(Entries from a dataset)

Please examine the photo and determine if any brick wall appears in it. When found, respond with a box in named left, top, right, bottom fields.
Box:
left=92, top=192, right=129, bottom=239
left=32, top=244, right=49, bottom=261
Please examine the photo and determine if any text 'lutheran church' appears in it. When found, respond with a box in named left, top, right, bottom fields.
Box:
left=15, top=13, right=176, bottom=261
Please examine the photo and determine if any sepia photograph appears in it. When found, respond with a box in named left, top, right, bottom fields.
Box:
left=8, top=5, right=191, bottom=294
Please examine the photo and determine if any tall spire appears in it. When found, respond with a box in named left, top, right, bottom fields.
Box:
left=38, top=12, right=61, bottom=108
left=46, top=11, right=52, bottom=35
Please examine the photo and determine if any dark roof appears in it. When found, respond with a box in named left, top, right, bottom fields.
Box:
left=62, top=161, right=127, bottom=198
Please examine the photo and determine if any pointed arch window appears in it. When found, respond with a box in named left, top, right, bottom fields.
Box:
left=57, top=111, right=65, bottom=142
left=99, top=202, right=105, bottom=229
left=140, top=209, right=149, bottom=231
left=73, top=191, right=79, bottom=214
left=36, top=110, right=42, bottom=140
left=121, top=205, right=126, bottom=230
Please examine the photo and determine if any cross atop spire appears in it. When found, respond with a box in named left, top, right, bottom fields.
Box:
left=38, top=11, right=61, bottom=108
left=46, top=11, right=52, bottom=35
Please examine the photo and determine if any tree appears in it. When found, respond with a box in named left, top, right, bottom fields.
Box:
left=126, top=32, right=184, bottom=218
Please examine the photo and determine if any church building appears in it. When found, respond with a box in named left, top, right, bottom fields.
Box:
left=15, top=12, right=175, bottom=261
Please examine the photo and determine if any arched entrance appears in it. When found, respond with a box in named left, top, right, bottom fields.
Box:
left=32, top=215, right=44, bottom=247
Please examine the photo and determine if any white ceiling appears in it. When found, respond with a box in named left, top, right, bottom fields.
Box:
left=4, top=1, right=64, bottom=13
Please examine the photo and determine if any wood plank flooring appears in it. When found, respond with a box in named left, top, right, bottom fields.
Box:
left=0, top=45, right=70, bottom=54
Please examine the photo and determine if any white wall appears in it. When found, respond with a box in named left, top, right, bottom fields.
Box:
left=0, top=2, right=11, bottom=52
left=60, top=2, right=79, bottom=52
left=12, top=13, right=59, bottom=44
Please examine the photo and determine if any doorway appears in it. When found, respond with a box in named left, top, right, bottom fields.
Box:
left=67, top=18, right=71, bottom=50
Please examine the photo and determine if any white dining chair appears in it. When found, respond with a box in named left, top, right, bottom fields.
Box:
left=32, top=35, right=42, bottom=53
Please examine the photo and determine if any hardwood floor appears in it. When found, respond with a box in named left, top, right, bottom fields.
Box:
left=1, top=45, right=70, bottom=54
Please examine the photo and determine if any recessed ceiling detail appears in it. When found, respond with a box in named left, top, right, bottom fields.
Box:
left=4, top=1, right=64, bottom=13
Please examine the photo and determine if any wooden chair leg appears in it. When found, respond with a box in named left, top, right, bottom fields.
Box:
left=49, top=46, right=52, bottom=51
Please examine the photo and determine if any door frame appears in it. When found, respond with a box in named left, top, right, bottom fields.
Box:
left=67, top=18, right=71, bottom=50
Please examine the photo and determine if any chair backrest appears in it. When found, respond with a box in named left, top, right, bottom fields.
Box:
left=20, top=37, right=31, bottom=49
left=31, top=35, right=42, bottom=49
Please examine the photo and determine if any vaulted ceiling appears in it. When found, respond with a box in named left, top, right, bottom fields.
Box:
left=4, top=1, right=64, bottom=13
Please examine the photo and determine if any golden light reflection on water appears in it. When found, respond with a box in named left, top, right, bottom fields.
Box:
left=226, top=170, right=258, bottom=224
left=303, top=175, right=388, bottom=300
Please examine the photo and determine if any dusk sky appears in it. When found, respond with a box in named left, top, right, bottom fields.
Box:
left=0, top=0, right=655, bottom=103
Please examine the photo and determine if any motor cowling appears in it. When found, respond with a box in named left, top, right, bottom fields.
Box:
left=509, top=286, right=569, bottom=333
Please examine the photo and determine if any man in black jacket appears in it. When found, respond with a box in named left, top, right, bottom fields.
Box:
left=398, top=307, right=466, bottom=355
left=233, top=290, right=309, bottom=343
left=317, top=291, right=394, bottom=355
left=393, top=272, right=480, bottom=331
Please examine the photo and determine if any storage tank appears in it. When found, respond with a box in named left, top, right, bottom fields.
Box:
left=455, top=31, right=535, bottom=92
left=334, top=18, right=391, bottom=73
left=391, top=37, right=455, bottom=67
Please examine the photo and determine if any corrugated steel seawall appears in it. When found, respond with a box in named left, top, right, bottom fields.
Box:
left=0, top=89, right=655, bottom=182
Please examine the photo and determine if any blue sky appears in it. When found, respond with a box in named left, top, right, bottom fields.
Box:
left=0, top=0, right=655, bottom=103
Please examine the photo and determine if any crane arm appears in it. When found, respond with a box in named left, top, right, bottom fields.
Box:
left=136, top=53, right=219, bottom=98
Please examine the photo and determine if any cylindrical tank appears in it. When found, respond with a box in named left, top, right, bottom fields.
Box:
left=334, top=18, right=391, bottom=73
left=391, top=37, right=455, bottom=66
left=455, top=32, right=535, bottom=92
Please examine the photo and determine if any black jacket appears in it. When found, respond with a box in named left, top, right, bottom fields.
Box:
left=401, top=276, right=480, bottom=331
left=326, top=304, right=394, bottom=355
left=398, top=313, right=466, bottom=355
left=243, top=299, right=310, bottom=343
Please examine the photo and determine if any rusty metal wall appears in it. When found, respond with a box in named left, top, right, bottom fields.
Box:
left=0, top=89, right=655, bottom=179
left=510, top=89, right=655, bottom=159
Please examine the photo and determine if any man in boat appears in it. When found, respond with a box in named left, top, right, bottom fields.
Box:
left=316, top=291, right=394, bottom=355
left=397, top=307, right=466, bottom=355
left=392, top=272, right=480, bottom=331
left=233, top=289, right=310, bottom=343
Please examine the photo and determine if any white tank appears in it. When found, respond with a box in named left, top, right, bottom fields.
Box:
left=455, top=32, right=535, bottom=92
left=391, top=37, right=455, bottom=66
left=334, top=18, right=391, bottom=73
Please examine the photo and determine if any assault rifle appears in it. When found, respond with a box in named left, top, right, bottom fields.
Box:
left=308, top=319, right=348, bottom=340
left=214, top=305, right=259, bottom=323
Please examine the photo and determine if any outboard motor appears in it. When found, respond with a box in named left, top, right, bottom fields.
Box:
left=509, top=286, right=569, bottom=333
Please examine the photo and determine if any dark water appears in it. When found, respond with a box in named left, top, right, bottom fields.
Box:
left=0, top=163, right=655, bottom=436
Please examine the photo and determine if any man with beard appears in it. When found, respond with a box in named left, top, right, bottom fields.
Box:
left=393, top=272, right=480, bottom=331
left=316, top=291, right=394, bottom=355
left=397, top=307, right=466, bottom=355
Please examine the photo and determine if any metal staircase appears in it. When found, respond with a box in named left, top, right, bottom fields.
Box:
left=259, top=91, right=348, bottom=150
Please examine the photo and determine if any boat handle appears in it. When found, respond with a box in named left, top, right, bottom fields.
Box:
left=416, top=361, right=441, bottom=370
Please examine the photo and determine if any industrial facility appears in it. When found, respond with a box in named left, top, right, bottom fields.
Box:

**GIVEN TASK:**
Can you retype every one of these rows exactly as they appear above?

**RESPONSE BELOW:**
Please examine the photo and determine if any brick wall appears in it. When found, respond with a box in named left, top, right, bottom fields.
Box:
left=92, top=192, right=129, bottom=239
left=32, top=244, right=49, bottom=261
Please examine the photo and determine if any text 'lutheran church' appears in it. When found, respond with a box in named left, top, right, bottom fields.
Box:
left=15, top=13, right=176, bottom=261
Please examine the photo and determine if any sepia photograph appears in it. When found, respond with a box in named left, top, right, bottom fields.
Box:
left=8, top=5, right=191, bottom=294
Please examine the photo and determine if any tall spire appears in it. When found, respond with a box in named left, top, right, bottom fields.
Box:
left=38, top=12, right=61, bottom=108
left=46, top=11, right=52, bottom=35
Please examine the photo and determine if any dark roof appears in it. When found, respond with a box in named left, top, right, bottom fields.
Box:
left=62, top=161, right=127, bottom=198
Please examine the photo and determine if any pointed arch window appears in it. When found, respond with a box in named left, top, right, bottom fields.
Box:
left=57, top=111, right=65, bottom=142
left=99, top=202, right=105, bottom=229
left=140, top=209, right=149, bottom=231
left=73, top=191, right=79, bottom=214
left=36, top=110, right=42, bottom=140
left=121, top=205, right=126, bottom=230
Please examine the photo and determine if any cross atop spire appears in it. When found, respond with a box in named left, top, right, bottom fields.
Box:
left=38, top=11, right=61, bottom=108
left=46, top=11, right=52, bottom=35
Please examine the photo and determine if any tree appears in it. When found, respond with a box in named left, top, right, bottom fields.
Box:
left=126, top=32, right=184, bottom=218
Please examine the photo and determine if any church building appears in it. When found, respond with a box in named left, top, right, bottom fields.
Box:
left=15, top=12, right=175, bottom=261
Please examine the photo and determine if any arched entrance appears in it. When found, respond with a box in named left, top, right, bottom fields.
Box:
left=32, top=215, right=44, bottom=247
Please examine the photo and determine if any white ceiling appears in it. When found, respond with a box in named left, top, right, bottom fields.
Box:
left=4, top=1, right=64, bottom=13
Please examine the photo and determine if any wood plank flooring appears in it. When found, respond with a box in named left, top, right, bottom fields.
Box:
left=0, top=45, right=70, bottom=54
Please examine the photo and determine if any white wall appears in it. When found, respond with a box in named left, top, right, bottom fields.
Box:
left=0, top=2, right=11, bottom=52
left=60, top=2, right=79, bottom=52
left=12, top=13, right=59, bottom=44
Please examine the photo and determine if any doorway appears in it. When found, respond with a box in named left, top, right, bottom fields.
Box:
left=67, top=18, right=71, bottom=50
Please examine the photo and determine if any white dining chair appears in it. When found, respond with a box in named left, top, right, bottom fields.
Box:
left=32, top=35, right=42, bottom=53
Please examine the photo and determine if any hardwood floor appears in it. When found, respond with a box in named left, top, right, bottom fields.
Box:
left=1, top=45, right=70, bottom=54
Please examine the photo and determine if any recessed ceiling detail appears in it. When found, respond with a box in named left, top, right, bottom fields.
Box:
left=4, top=1, right=64, bottom=13
Please examine the photo and determine if any wooden chair leg appears in it. When found, respond with a box in named left, top, right, bottom fields.
Box:
left=49, top=46, right=52, bottom=51
Please examine the photo and determine if any door frame appears in it. When found, respond with a box in named left, top, right, bottom fields.
Box:
left=67, top=18, right=71, bottom=50
Please examine the photo and determine if any chair backrest appears in it. When found, respond with a box in named left, top, right, bottom fields.
Box:
left=20, top=37, right=31, bottom=49
left=31, top=35, right=42, bottom=49
Please examine the photo and determine if any vaulted ceiling appears in it. When found, respond with a box in named left, top, right, bottom fields.
Box:
left=4, top=1, right=64, bottom=13
Please examine the photo and determine if any golden light reflection on water appears in it. When found, respond with a box in named left, top, right, bottom fields.
Box:
left=226, top=170, right=258, bottom=224
left=303, top=175, right=388, bottom=300
Please examine the photo and determine if any dusk sky appears in it. When found, respond with a box in named left, top, right, bottom fields.
Box:
left=0, top=0, right=655, bottom=103
Please examine the photo and determine if any motor cowling appears in it. When found, respond with a box in named left, top, right, bottom fields.
Box:
left=509, top=286, right=569, bottom=333
Please examine the photo and determine if any man in black jacket appears in it. When found, respond with a box in named left, top, right, bottom fields.
Box:
left=398, top=307, right=466, bottom=355
left=233, top=290, right=309, bottom=343
left=317, top=291, right=394, bottom=355
left=393, top=272, right=480, bottom=331
Please examine the photo and determine if any storage tank appears in it. When found, respond with a box in named left, top, right, bottom fields.
Box:
left=455, top=31, right=535, bottom=92
left=334, top=18, right=391, bottom=73
left=391, top=37, right=455, bottom=67
Please examine the photo and determine if any corrugated steel seawall appears in it. When found, respond with a box in named left, top, right, bottom fields.
Box:
left=0, top=89, right=655, bottom=182
Please examine the photo and determine if any blue sky appears in it. When found, respond with a box in named left, top, right, bottom fields.
Box:
left=0, top=0, right=655, bottom=103
Please examine the photo and determine if any crane arm appears in it. When found, respond with a box in named left, top, right, bottom fields.
Box:
left=136, top=53, right=219, bottom=98
Please examine the photo and determine if any cylindrical tank appears in it. When found, respond with a box in named left, top, right, bottom fields.
Box:
left=334, top=18, right=391, bottom=73
left=391, top=37, right=455, bottom=66
left=455, top=32, right=535, bottom=92
Please examine the photo and determine if any black jacket appears in it. When found, respond with a box in named left, top, right, bottom fields.
Box:
left=401, top=276, right=480, bottom=331
left=326, top=304, right=394, bottom=355
left=398, top=313, right=466, bottom=355
left=243, top=299, right=310, bottom=343
Please examine the photo and determine if any rusty metal wall appears in it. When found, respond with a box in named left, top, right, bottom fields.
Box:
left=0, top=89, right=655, bottom=179
left=510, top=89, right=655, bottom=159
Please examine the photo and determine if any man in boat appears in it. When found, respond with a box in named left, top, right, bottom fields.
Box:
left=316, top=291, right=394, bottom=355
left=397, top=307, right=466, bottom=355
left=392, top=272, right=480, bottom=331
left=233, top=289, right=310, bottom=343
Please examine the photo and determine if any white tank appears in it. When found, respond with a box in named left, top, right, bottom fields.
Box:
left=455, top=32, right=535, bottom=92
left=391, top=37, right=455, bottom=66
left=334, top=18, right=391, bottom=73
Please examine the photo and determine if any assault rifle appears in it. When found, respond with a box in named left, top, right, bottom fields.
Box:
left=308, top=319, right=348, bottom=340
left=214, top=305, right=259, bottom=323
Please examine the photo and determine if any outboard motor appears in it. When found, respond with a box in named left, top, right, bottom fields.
Box:
left=509, top=286, right=569, bottom=333
Please examine the photo and determine if any dark water appears in it. When found, respond with a box in named left, top, right, bottom fields.
Box:
left=0, top=163, right=655, bottom=436
Please examine the photo and determine if any man with beard appears in it. When found, respond with a box in named left, top, right, bottom fields.
Box:
left=393, top=272, right=480, bottom=331
left=316, top=291, right=394, bottom=355
left=397, top=307, right=466, bottom=355
Please examine the photo and determine if any metal staircase appears in it. When found, respond with a box in named left, top, right, bottom fields.
Box:
left=259, top=91, right=348, bottom=150
Please examine the photo and determine if any boat handle appears in it. When found, respond with a box in named left, top, right, bottom fields.
Box:
left=416, top=361, right=441, bottom=370
Please examine the photo and determine if any industrial facility appears in it. When found, respond with a box in named left, top, right, bottom fields.
Box:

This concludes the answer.